Anton Aylward wrote:
Linda Walsh said the following on 03/10/2013 02:41 PM:
----- Sorry to bring this up so long after the fact, but I wanted to add some *counter* information to the idea of *decreasing* a reserve factor.
Instead of decreasing it, there are times when you might want to increase it -- it depends on *your priorities*.
If you need space and don't care so much about speed, shrinking is likely the best way to go, but if you want to keep your disks running in their maximum speed range, I've noticed with 1-1.5TB partitions on a 24gB (12x2tB) RAID that free space should be kept around 20-25% and that's on a B-Tree based file system (XFS).
Context please!
You were part of the original discussion -- I remember your name. In that discussion, the general consensus was decreasing it to 3% free space on larger disks was probably fine. I was giving one specific (i.e. context provided) example, yet you go off like I was saying "always do XXYZ".... ?!?!!? did you not read the whole note before thinking of your counterpoints?
I can think of specifics:
* a file system devotes to things that don't change (except for updates) such a the hierarchies /usr/lib, /usr/share/man, /usr/share/icons and many others, so there is no churn and in the limiting case these might be treated as 'read only' file systems. Certainly in a shared environment such as thin workstations that PXE boot[1] or have only a minimal local file system (such as /etc) and NFS mount everything else, administration would have it that everything except the home directory/roving-share
---- How is that a file system that has been up to 90% full and back down again?
* a file system that contains structured data, such as database files, which are very large and whose internals change but whose size does not, so the issue of free space and allocation and the 'churn' of the free list does not matter. (Some FS based databases on RAID systems used by OLTP applications can be affected by the 'small write' problem.)
---- Not my scenario.

WHAT IS BEING ASKED:
According to the thread, about how much free space should be kept to hold the disks in their maximum speed range? Please rely only on the thread above.

PROVIDED INFORMATION:
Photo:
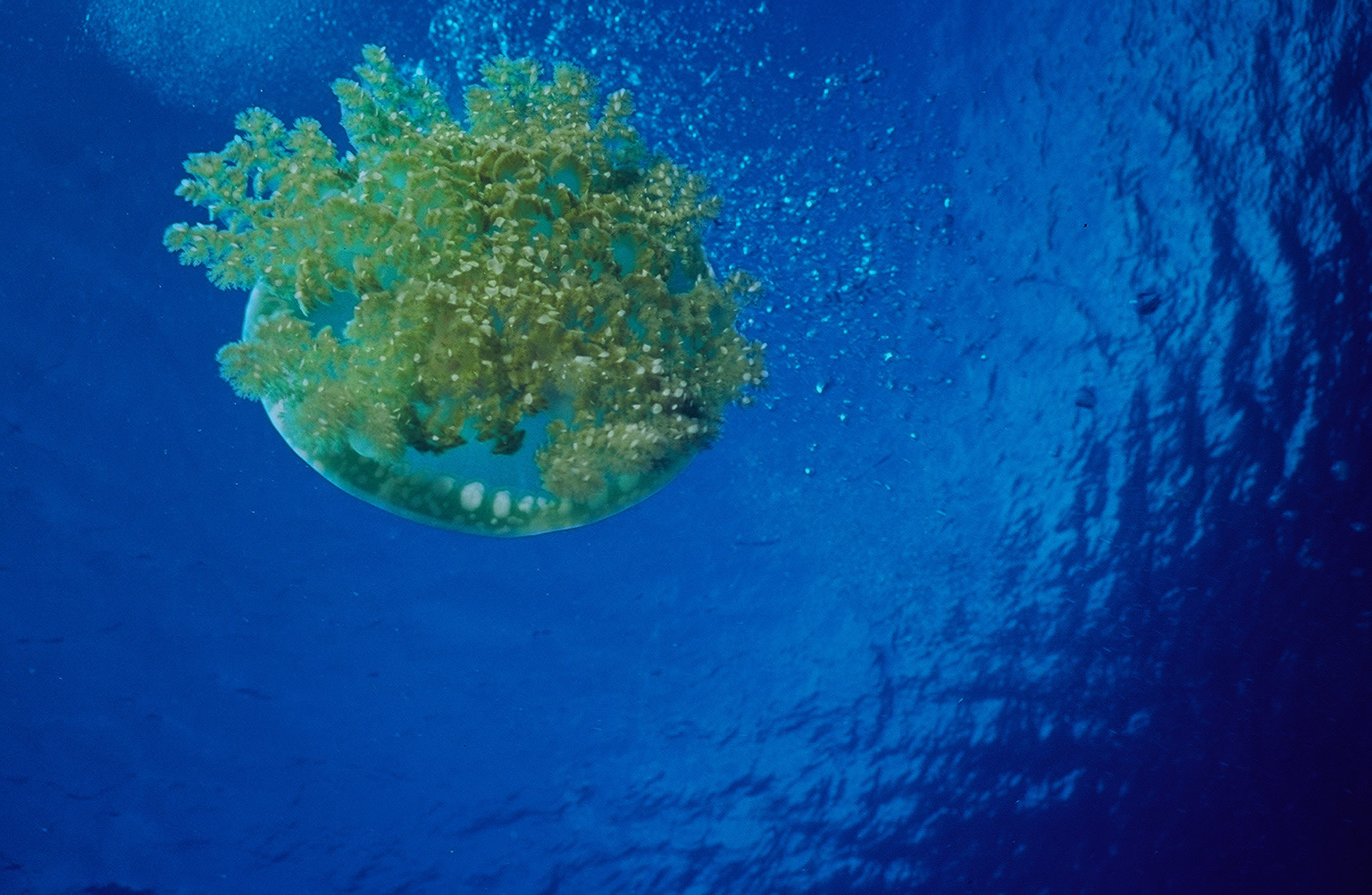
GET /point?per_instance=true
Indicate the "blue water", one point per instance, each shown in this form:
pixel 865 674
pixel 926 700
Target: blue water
pixel 1042 565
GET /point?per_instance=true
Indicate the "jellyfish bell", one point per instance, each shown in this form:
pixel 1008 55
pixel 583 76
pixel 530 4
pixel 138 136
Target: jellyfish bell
pixel 504 329
pixel 468 486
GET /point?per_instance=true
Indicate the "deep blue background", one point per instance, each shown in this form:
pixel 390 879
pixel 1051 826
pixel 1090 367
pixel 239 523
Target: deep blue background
pixel 1043 565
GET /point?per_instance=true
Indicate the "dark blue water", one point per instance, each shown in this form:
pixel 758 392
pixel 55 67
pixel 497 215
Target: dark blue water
pixel 1042 565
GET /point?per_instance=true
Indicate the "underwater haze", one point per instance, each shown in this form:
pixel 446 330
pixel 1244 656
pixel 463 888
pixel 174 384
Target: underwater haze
pixel 1042 562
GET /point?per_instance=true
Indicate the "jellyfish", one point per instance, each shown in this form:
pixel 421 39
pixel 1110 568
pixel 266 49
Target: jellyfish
pixel 502 329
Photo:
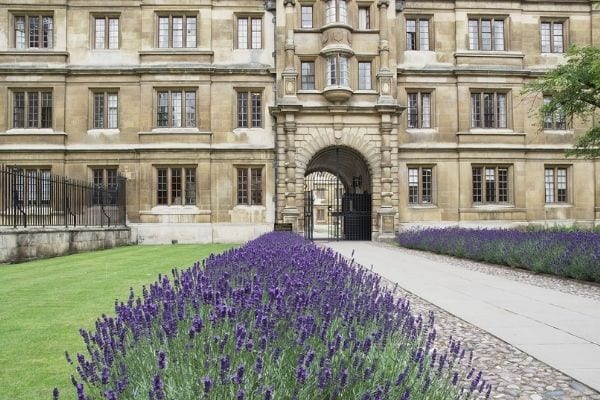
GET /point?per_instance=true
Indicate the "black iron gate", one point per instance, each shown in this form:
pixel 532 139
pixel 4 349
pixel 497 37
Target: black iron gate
pixel 333 214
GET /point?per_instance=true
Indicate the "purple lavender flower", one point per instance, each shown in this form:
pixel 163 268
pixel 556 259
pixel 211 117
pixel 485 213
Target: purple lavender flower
pixel 157 388
pixel 161 360
pixel 207 383
pixel 268 393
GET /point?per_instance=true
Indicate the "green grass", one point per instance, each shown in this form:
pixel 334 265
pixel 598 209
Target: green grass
pixel 44 303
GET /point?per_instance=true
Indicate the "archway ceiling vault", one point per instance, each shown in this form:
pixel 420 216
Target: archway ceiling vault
pixel 343 162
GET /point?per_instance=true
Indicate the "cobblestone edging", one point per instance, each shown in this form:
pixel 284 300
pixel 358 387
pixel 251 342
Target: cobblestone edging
pixel 512 373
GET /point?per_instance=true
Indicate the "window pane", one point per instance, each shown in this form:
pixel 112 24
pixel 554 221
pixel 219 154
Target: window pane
pixel 557 36
pixel 545 37
pixel 31 186
pixel 306 17
pixel 425 110
pixel 502 111
pixel 177 32
pixel 344 78
pixel 503 185
pixel 190 33
pixel 100 33
pixel 190 186
pixel 243 33
pixel 488 110
pixel 19 110
pixel 176 186
pixel 176 109
pixel 47 32
pixel 364 75
pixel 32 109
pixel 427 189
pixel 113 111
pixel 162 118
pixel 499 35
pixel 20 32
pixel 163 32
pixel 549 185
pixel 161 187
pixel 490 185
pixel 256 185
pixel 98 180
pixel 411 34
pixel 413 111
pixel 343 10
pixel 308 75
pixel 477 182
pixel 486 35
pixel 243 110
pixel 363 18
pixel 330 11
pixel 46 186
pixel 256 110
pixel 548 117
pixel 190 109
pixel 424 35
pixel 98 110
pixel 413 185
pixel 561 184
pixel 331 71
pixel 256 33
pixel 473 34
pixel 242 186
pixel 113 33
pixel 475 110
pixel 46 110
pixel 34 31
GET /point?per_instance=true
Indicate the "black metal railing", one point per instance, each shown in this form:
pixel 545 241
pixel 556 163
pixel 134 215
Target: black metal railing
pixel 35 197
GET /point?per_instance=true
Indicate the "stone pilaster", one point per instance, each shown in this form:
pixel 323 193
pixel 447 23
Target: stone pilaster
pixel 384 75
pixel 289 74
pixel 290 211
pixel 387 211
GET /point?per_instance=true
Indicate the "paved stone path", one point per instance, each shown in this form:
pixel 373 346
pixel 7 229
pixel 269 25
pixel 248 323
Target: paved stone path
pixel 532 334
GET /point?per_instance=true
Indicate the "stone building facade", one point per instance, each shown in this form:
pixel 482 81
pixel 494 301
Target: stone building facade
pixel 217 111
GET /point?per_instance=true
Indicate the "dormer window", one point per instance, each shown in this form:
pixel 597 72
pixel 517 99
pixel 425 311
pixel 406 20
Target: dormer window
pixel 337 71
pixel 336 11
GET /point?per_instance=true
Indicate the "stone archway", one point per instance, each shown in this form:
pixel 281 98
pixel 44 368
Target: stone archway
pixel 338 195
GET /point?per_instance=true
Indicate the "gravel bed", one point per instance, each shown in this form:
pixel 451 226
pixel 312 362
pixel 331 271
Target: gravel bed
pixel 512 373
pixel 565 285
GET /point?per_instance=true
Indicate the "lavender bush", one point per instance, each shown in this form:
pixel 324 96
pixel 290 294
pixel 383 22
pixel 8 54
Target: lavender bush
pixel 569 254
pixel 276 319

EXERCISE ANSWER:
Around 20-25%.